▼▼▼

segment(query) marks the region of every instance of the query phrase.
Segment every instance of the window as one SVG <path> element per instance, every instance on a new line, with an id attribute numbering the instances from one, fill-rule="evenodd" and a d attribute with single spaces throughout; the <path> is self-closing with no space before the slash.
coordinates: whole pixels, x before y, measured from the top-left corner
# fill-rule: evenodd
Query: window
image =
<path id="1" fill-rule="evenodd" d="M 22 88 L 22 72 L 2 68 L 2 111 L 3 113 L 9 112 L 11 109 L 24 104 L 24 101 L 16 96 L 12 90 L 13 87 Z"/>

▲▲▲

GOAL: In the items above, change "window" to "doorway" wherever it occurs and leave every other part of the lines unchanged.

EXPECTED ANSWER:
segment(query) marks the region of every instance of the query phrase.
Segment every instance of the doorway as one SVG <path> element per instance, every instance on a new line, with an id attribute numbering the instances from one, fill-rule="evenodd" and a d attribute with single spaces throughout; the <path> is self-closing with no space before the slash.
coordinates: whole pixels, x before y, measured from the top-left corner
# fill-rule: evenodd
Query: doorway
image =
<path id="1" fill-rule="evenodd" d="M 22 88 L 22 72 L 2 68 L 2 111 L 3 113 L 9 112 L 11 109 L 24 104 L 24 101 L 16 96 L 12 90 L 13 87 Z"/>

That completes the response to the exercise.